== Work to be completed ==
Please restate each line of the data below exactly. Omit all images.

== Recorded information ==
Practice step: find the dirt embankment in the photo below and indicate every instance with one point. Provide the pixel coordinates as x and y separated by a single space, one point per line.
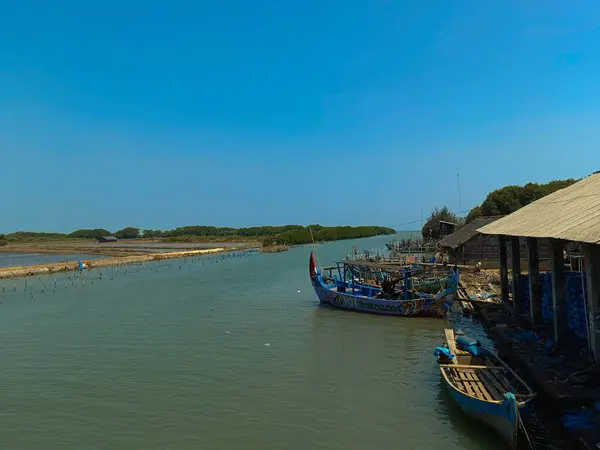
43 269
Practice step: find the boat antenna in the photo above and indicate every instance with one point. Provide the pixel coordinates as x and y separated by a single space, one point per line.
458 184
314 247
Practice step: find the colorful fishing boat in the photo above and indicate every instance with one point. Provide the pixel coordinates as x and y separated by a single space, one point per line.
483 386
353 293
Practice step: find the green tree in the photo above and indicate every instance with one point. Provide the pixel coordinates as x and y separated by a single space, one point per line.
128 233
473 214
511 198
431 229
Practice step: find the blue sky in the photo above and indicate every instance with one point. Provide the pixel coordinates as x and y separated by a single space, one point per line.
239 113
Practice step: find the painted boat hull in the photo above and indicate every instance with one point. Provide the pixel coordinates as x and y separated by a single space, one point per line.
433 306
499 416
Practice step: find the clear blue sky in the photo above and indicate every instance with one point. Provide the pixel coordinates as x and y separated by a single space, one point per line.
160 114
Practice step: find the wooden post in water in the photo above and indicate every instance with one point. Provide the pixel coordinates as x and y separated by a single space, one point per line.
503 268
516 274
592 267
559 294
535 286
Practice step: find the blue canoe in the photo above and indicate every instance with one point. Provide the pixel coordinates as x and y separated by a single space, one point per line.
483 386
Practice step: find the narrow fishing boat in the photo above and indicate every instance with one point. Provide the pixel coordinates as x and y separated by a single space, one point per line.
483 386
357 295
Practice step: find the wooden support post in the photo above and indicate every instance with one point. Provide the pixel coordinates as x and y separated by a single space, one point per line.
516 266
559 294
592 275
503 268
535 286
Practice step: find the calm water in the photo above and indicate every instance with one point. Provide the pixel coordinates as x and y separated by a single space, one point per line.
27 259
217 354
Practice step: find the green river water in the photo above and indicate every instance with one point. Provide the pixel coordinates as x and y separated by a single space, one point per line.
218 354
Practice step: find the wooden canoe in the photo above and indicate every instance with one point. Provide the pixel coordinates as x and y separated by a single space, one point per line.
486 389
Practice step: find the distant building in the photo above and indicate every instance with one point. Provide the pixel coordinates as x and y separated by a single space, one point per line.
467 246
104 239
447 228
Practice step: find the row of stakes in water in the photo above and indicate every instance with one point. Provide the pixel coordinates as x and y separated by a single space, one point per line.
576 300
33 286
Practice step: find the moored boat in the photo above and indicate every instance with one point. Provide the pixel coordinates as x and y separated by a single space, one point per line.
483 386
357 295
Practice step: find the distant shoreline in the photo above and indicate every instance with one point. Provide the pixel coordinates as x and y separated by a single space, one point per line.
69 266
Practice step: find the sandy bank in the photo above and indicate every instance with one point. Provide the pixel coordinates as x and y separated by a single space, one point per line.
43 269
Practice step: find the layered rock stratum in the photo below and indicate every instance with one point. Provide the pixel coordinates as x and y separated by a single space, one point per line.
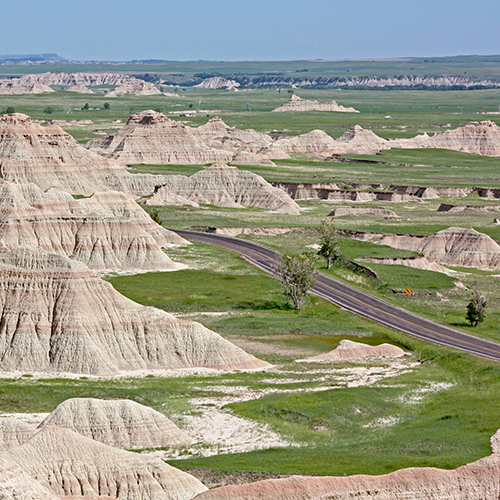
17 484
481 138
152 138
14 432
225 186
297 104
58 316
15 87
67 79
134 87
346 211
80 89
50 158
218 82
68 464
455 246
349 350
119 423
108 230
474 481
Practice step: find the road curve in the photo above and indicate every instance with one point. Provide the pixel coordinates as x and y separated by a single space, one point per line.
357 301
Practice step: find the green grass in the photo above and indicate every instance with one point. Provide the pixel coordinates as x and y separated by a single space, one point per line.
399 423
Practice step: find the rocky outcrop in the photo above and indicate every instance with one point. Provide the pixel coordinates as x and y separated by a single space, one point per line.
17 484
216 134
80 89
346 211
13 433
152 138
50 158
57 316
68 464
15 87
119 423
454 246
298 104
476 481
404 81
223 186
109 230
367 192
358 140
69 79
349 350
218 82
315 142
468 209
134 87
481 138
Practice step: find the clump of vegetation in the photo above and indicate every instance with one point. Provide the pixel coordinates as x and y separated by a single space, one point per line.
155 215
476 307
297 274
329 246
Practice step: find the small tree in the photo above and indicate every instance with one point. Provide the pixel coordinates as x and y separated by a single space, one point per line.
476 307
297 274
155 215
329 245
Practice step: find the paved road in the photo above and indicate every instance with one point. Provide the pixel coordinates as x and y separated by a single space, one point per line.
356 301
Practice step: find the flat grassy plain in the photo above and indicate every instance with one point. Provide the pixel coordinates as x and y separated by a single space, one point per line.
439 408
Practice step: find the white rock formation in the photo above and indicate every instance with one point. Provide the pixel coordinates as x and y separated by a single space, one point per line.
223 186
120 423
454 246
57 315
134 87
349 350
80 89
17 484
218 82
14 432
345 211
106 231
69 464
481 138
15 87
316 142
62 78
216 134
358 140
51 158
475 481
152 138
296 103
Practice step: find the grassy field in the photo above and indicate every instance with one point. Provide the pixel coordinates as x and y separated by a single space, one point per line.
436 407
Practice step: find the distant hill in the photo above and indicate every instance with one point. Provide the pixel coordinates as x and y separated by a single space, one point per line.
31 58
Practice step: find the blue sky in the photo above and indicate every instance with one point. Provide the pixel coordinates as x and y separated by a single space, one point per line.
249 30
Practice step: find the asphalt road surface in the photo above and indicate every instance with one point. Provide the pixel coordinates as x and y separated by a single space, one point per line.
354 300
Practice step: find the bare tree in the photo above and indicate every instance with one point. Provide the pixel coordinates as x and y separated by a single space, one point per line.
476 307
329 245
297 274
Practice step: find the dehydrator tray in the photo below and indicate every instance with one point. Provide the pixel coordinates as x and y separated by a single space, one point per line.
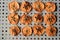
4 24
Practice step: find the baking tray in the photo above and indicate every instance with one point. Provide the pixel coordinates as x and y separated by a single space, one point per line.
4 24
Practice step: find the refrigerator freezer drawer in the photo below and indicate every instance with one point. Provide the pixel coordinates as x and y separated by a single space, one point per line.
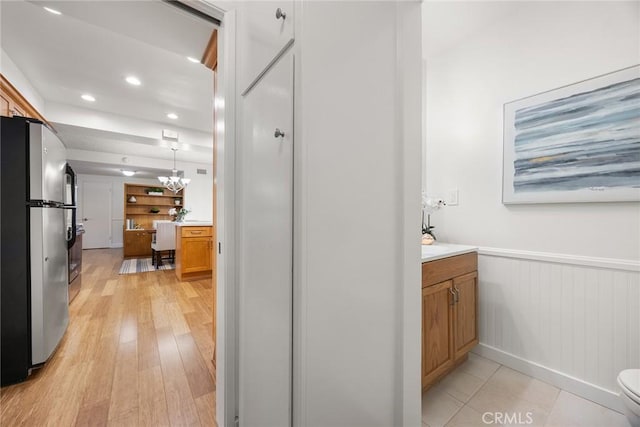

== Exercise result ==
Practice step: find the dirt embankment in the photo below and indicate every instance with one point. Provide the pixel coordinates as x and y separated by a single space, one point per line.
43 269
Practice step: find the boat antenna in the photo above and indicate every instance with one point. Provide the pixel coordinates as x and y separated by a single space, one point per line.
458 184
314 247
Practice step: find the colorful fishing boat in the photo above and indicate every instance with one point. Provide the pixel coordinates as x and y separated by a single space, one point per line.
483 386
353 293
Practice step: find the green tree in the photo above and indicate every instance with one point. Provide the pixel coordinates as x and y separated by a single space, one point per line.
128 233
473 214
511 198
431 229
Practice step: find the blue sky in the photo above and indicate every instance with one point. Provide the pixel coordinates as x and y separated by a single space, one point per line.
239 113
Practice step: find the painted boat hull in the photo above and indicate every instance with one point. Provide the pixel coordinates as x and y separated by a single space, one point per line.
433 306
499 416
Practice step: find the clear blue sky in the photo above and indicate every instance with one point. Provide the pixel coordinates as x and y separated by a single space, one point per line.
160 114
Practice step: find the wooden post in water in the photo above and indicate every instance with one point. Provide the pixel coordinates as x and y separated by a single space, one point per line.
503 268
516 274
592 267
559 294
535 286
Practice step: find the blue canoe in the photo above and indicate every instance with one point. Provide the pixel coordinates as x and y separated by a single space, one point per line.
483 386
Practice step: find the narrow fishing boat in the photo above and indicate every instance with one point. Provide the pixel coordinates as x and y separated by a single space, one point per line.
483 386
357 295
Practice step: find the wooden support post in the photo above and indicate every instance with one point. Provide the pixel coordinates as x and y separated by a single space, one point per line.
516 266
559 294
592 275
503 268
535 286
Practice step: find the calm water in the photo above and indicate every instance with one point. Provide the pixel coordinates as x and y separated by a single space, one point per line.
27 259
217 354
Practice step: find the green river water in the photo above and indicate every instance with one point. Provide the pixel coordinates as x and y separated by a single space, one point per line.
218 354
Practice step: find the wooden canoe in the photo above and indicate every instance with one point. Provide the pixel coordinates as x and y separated by a single space, one point per line.
486 389
Practice step: find the distant building in the photo above and indicate every instance with one point. Provide the pixel coordinates as x and y separated by a single space, one point per line.
467 246
104 239
447 228
Practice step: find the row of stakes in water in the photo above and indicate every instance with one point. Provide the pixel coordinates as x and y separated by a single space, one point per line.
576 300
33 286
Practice step: find the moored boat in the photo above and indicate every instance with one point. Provide the pixel coordinates as x and y separated by a single space, one point per line.
483 386
357 295
Practice step: find the distant shoreline in the photo above and indicate every instance with one point. Provide the pixel coordinates as x and y separated by a single space, one point per line.
69 266
Practice step: find the sandy bank in the photo above and indicate every instance with one point. Provide the pixel coordinates as x and y separated by a single space, one point per line.
43 269
Practice step: find the layered rock stratum in the photo below and indicate every instance with one point. Provide the pixel coordinates as x and y separated by a single space, one point per line.
17 484
481 138
152 138
14 432
225 186
297 104
58 316
15 87
67 79
134 87
346 211
80 89
50 158
218 82
68 464
455 246
349 350
119 423
108 230
474 481
Practice step: find the road curve in the photo above and indicate every instance with one point. Provide the pixel coordinates as x and y separated by a single space, one point per line.
357 301
Practice step: find the green grass in the photo above and indicate every instance with one point. Provide the pixel coordinates as x and y separated by a single space, one point per line.
399 423
Practice step: find the rocky outcrop in the photo above and indicate every instance with one point. Provide the pixel coordinates as x and y separated by a single space, one point per line.
17 484
216 134
80 89
346 211
13 433
152 138
50 158
57 316
68 464
15 87
119 423
454 246
298 104
476 481
404 81
223 186
109 230
367 192
358 140
69 79
349 350
218 82
315 142
468 209
134 87
481 138
Practice step: find the clump of vegetation in the photo above and indicate every instance with one point. Provide the pixel coordinates as x and y separated by a single space, one point per line.
155 215
476 307
297 274
329 246
Practice step: find the small tree in the photo above and indicate every instance with one point. Provide the pixel coordinates as x and y separated by a single space, one point per line.
476 307
297 274
155 215
329 245
Practice step: find the paved road in the photo above and indicate every instance with one point. Provide the pixel coordinates as x and y separated by a single space, one point per line.
356 301
Practice step: find the flat grassy plain in the photo above and indicate every instance with one point. Provide the pixel coordinates as x and y separated by a single space, one point per line.
439 408
Practice step: find the white rock formation in the photo above and indicate every instance with one point. Provide the pixel coordinates as x and y separated by a single space, one point per line.
223 186
120 423
454 246
57 315
134 87
349 350
80 89
17 484
218 82
14 432
345 211
106 231
69 464
481 138
15 87
316 142
62 78
216 134
358 140
51 158
475 481
152 138
296 103
Practice step: find the grassy field in the photo above and indicate every instance with one point. Provide the pixel coordinates as x and y separated by a single space, one point per line.
436 407
Practice step: find the distant hill in the photo above and indicate every instance with one point. Provide the pixel coordinates as x and y separated by a single space, one point per line.
31 58
Practice step: find the blue sky in the photo above and indicate every instance with one point. Provide the pixel coordinates as x and y separated by a single space, one point per line.
249 30
Practice step: find the asphalt road surface in the photo above and indicate every instance with one point. Provide the pixel coordinates as x and y separated by a single space, one point per line.
354 300
Practice step: find the bare tree in the photo above and indicate every instance with one point. Provide the pixel coordinates as x and y separated by a single space, one point per line.
476 307
329 245
297 274
Practice step: find the dehydrator tray in the photo below and indicate every instance with one point. Provide the pixel coordinates as x and y separated by a single space, one point per line.
4 24
Practice step: find the baking tray in the photo above and indicate every instance with one point. Provide the pixel coordinates as x and y separated by a single space, one point per line.
4 24
Practice step: find the refrigerator freezer drawer in the photo below and indicate every instance with one point. Provide the pixel coordinates as x and y separated by a single space, one point per line.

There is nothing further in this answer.